Data:
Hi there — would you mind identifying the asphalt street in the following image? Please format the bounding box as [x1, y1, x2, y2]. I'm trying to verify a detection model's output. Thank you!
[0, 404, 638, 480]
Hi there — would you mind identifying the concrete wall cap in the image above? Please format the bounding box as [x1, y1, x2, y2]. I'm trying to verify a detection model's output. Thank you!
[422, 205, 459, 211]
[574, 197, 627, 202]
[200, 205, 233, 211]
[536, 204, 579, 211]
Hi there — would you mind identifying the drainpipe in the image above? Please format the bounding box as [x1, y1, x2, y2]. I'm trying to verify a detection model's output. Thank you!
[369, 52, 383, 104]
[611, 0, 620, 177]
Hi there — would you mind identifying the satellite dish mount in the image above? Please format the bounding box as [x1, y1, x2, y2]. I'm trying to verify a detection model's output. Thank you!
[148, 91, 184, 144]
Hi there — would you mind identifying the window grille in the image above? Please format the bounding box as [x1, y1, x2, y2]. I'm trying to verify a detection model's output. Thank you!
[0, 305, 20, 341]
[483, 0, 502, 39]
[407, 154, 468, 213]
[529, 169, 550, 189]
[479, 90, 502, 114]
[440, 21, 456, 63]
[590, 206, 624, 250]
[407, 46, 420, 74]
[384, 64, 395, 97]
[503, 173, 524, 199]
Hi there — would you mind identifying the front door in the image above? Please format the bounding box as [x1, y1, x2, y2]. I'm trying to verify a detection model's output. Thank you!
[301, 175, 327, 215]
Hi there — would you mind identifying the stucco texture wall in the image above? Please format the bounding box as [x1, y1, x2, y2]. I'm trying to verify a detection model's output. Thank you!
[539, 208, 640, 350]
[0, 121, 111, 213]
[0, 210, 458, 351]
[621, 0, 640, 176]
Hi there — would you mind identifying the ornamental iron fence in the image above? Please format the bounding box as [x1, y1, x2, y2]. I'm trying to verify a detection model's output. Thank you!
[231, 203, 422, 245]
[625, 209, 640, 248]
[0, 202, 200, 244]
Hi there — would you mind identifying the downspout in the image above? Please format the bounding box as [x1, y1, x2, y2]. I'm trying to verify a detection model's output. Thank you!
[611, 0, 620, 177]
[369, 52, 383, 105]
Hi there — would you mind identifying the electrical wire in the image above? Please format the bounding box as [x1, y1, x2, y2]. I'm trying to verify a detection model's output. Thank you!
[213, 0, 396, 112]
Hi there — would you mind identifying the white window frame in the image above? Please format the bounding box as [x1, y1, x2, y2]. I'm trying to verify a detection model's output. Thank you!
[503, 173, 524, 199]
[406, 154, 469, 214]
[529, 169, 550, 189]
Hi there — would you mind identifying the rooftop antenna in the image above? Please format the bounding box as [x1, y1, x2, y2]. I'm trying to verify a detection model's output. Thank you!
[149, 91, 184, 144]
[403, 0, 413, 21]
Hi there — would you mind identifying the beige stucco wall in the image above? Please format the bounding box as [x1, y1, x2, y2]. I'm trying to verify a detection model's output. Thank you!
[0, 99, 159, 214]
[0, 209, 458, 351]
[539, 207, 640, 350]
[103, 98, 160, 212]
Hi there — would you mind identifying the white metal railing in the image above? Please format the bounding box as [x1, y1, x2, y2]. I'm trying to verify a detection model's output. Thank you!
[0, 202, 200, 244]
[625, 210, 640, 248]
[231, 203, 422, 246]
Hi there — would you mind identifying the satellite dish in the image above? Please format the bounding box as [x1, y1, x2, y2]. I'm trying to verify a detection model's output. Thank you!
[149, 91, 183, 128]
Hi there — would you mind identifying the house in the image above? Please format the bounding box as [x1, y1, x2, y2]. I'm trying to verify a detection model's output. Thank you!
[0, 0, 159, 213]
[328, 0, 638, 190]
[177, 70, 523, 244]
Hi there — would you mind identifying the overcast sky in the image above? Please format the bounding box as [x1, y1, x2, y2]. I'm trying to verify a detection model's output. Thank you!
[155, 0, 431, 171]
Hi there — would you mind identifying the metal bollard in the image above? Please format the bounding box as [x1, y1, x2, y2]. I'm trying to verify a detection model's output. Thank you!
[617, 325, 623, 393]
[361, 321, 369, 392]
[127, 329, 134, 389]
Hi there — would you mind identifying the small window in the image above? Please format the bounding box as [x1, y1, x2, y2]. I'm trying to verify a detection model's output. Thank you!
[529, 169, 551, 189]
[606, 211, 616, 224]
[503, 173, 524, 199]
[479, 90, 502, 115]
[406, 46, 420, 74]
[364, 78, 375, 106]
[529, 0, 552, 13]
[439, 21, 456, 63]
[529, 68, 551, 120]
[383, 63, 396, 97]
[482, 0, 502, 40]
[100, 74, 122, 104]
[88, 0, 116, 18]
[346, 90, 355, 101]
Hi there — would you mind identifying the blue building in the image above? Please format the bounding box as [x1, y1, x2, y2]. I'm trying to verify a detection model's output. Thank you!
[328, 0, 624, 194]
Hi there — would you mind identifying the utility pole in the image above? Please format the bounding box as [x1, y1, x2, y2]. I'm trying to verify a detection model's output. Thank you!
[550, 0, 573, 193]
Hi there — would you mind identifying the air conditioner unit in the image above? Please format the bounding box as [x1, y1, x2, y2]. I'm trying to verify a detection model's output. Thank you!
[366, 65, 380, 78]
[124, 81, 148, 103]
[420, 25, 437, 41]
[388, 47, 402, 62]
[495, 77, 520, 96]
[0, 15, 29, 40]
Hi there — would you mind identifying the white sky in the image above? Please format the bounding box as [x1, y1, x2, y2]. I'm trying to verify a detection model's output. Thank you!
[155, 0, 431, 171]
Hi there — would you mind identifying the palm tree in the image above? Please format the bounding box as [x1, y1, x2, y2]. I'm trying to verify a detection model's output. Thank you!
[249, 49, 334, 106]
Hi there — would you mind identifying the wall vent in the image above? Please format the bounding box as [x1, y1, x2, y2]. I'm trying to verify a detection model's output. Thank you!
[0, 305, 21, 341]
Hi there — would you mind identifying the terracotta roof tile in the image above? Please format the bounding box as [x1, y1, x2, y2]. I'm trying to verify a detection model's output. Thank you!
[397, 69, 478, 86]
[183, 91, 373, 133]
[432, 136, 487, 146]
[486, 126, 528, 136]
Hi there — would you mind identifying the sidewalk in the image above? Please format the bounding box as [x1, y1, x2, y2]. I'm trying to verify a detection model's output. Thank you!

Your goal: Would you print all of the material above exactly as written?

Task answer:
Hi there — would you mind identifying the asphalt street in the following image? Please format the bounding box as [x1, y1, x2, y2]. I'm trying to verify a detection model's output. Thank you!
[0, 404, 638, 480]
Hi there — would you mind identifying the concrete wall cap in the image above? Please format the bounding box as [x1, y1, x2, y2]. I'm trying to verify a detection model's output. Thank you!
[422, 205, 459, 211]
[574, 197, 627, 202]
[200, 205, 233, 211]
[536, 204, 579, 211]
Hi there — would you mind identifying the drainpipe in the image above? Please format the bounding box as [x1, y1, x2, y2]. I'm trying to verify a detection model's output. Thank you!
[369, 52, 383, 104]
[611, 0, 620, 177]
Hi there — would you mind identifying the satellite dish mount in the image above? Please format the bounding box as [x1, y1, x2, y2]. I'm trying to verify a detection model's output. Thank you!
[148, 91, 184, 144]
Hi there — would you mind identifying the window grille in the image above? Please format the bounding box as [x1, y1, x2, y2]. I'm trying to verify a detection model's output. Thank you!
[0, 305, 20, 341]
[483, 0, 502, 39]
[407, 154, 468, 213]
[529, 169, 550, 189]
[479, 90, 502, 114]
[440, 21, 456, 63]
[590, 206, 624, 250]
[407, 46, 420, 74]
[384, 64, 395, 97]
[503, 173, 524, 199]
Hi there — would you mind identifying the front door in the image above? Please format the bounding box as [x1, y1, x2, y2]. I'm trying to verify a detection model's output. Thank you!
[301, 175, 327, 215]
Hi there — would you mind identifying the stucco texture wall in the image above? Please format the bounding box as [x1, y1, x2, y2]. I'm trying to verify a detection model's output. Thank you!
[539, 208, 640, 350]
[0, 121, 111, 213]
[0, 210, 458, 351]
[621, 0, 640, 176]
Hi there — would you mind identifying the ornamental iron fence in the image above? Please format the bounding box as [x1, y1, x2, y2]. I'm trying to verify a detection model's output. Thank you!
[231, 203, 422, 245]
[625, 209, 640, 248]
[0, 202, 200, 244]
Hi there — would you mind identifying the downspout in the image above? Please format the bounding box as [x1, y1, x2, y2]. I'm trying to verify a detection model's output. Thank you!
[611, 0, 620, 177]
[369, 52, 383, 105]
Hi there — would you mind identifying the electrical wire in the image above? Please format the bounding box as [x1, y1, x2, y2]. I'm trying to verify a detection model's output. Thank you!
[213, 0, 396, 112]
Hi there — would you mind identifying the white window frame in the image above? Please format the bounding box as [x1, y1, x2, y2]. I'm trying to verify a detection model's output. Thank you!
[503, 173, 524, 199]
[406, 154, 469, 214]
[529, 169, 550, 189]
Hi there — would you mind identifying the rooftop antenna in the image above? Please format the bounding box as [x1, y1, x2, y2]. I'm trying to verify a detection model's output. Thank you!
[149, 91, 184, 144]
[403, 0, 413, 21]
Hi there — would you mind identifying the beige stucco wall in the image above? Please format the bounding box as [x1, y1, x2, y2]. I'm trying to verify a detection model's output. Thank you!
[0, 99, 159, 214]
[0, 209, 458, 351]
[539, 207, 640, 350]
[103, 98, 160, 212]
Hi there — would you mind identifying the white metal railing in the image above? Please format the bounding box as [x1, y1, x2, y2]. I'm trying to verify a detection model's output. Thank you!
[0, 202, 200, 244]
[625, 210, 640, 248]
[231, 203, 422, 246]
Hi there — would you mind identifying the satellite dish in the image above? Please format the bounding box as [x1, y1, x2, y2]. I'm trying to verify a detection model's output. Thank you!
[149, 91, 183, 128]
Hi there — would you mind identifying the house in the image above? Please format the bounding box as [x1, y1, x2, y2]. I'm trying to verify a detection model's output. Thank you!
[0, 0, 159, 213]
[328, 0, 638, 190]
[177, 70, 523, 244]
Hi there — would you mind identifying the overcast sky in the image above? Please format the bounding box as [x1, y1, x2, y2]. I'm trying to verify a detection model's output. Thank you!
[155, 0, 431, 171]
Hi there — would you mind identifying the metal bollard in the image above? Please format the bounding box as [x1, y1, x2, y2]. I'm trying to verify a detection model's output. Thank you!
[617, 325, 623, 393]
[361, 321, 369, 392]
[127, 329, 134, 389]
Hi there — would you mind identifying the small window in the image above? Please format the bounding box as [x1, y1, x2, y2]. I'm trying to verify a detection model's output. Thank you!
[529, 169, 551, 189]
[606, 211, 616, 224]
[503, 173, 524, 199]
[479, 90, 502, 115]
[406, 46, 420, 74]
[364, 78, 375, 106]
[529, 0, 552, 13]
[439, 21, 456, 63]
[529, 68, 551, 120]
[383, 63, 396, 97]
[482, 0, 502, 40]
[100, 74, 122, 104]
[88, 0, 116, 18]
[346, 90, 355, 101]
Hi there — would you mind identifying the blue building in the image above? Please format the bounding box as [x1, y1, x2, y2]. I'm trying to verify a detection model's output. Thank you!
[328, 0, 624, 194]
Hi there — would you mind identifying the utility pole in the image above? Please format the bounding box as [x1, y1, x2, y2]. I'm trying to verify a detection model's output. Thank you!
[550, 0, 573, 193]
Hi there — would you mind identifying the air conditioner unit in the image above? Please format the bounding box as [x1, y1, x2, y2]. I'm trying to verify a detection model's output. Thank you!
[366, 65, 380, 78]
[124, 81, 148, 103]
[420, 25, 437, 41]
[388, 47, 402, 62]
[495, 77, 520, 96]
[0, 15, 29, 40]
Hi there — would you mind identifying the white sky in the image above? Please format the bounding box as [x1, y1, x2, y2]. I'm trying to verify a detection model's output. Thank you!
[155, 0, 431, 171]
Hi there — would you mind identifying the palm tree in the image above? Please format the bounding box as [x1, y1, x2, y2]. I'm trying to verify a detection model's output. Thank you!
[249, 49, 334, 106]
Hi there — would you mind identifying the wall vent in the image above? Please format the bounding box as [x1, y1, x2, y2]. I'm trying to verify a detection model's output. Thank you!
[0, 305, 21, 341]
Hi there — would you mind identifying the terracotta roof tile in the image above? Please format the bounding box as [x1, y1, x2, y2]. I'm trying to verify a detection model's output. Thank you!
[397, 69, 478, 86]
[183, 91, 373, 133]
[432, 136, 487, 146]
[486, 126, 528, 136]
Hi there — would you mind identifying the sidewalk in the image above? Please format the bounding box as [x1, y1, x2, y2]. I'm trying to verify a detection model's output. Thank you!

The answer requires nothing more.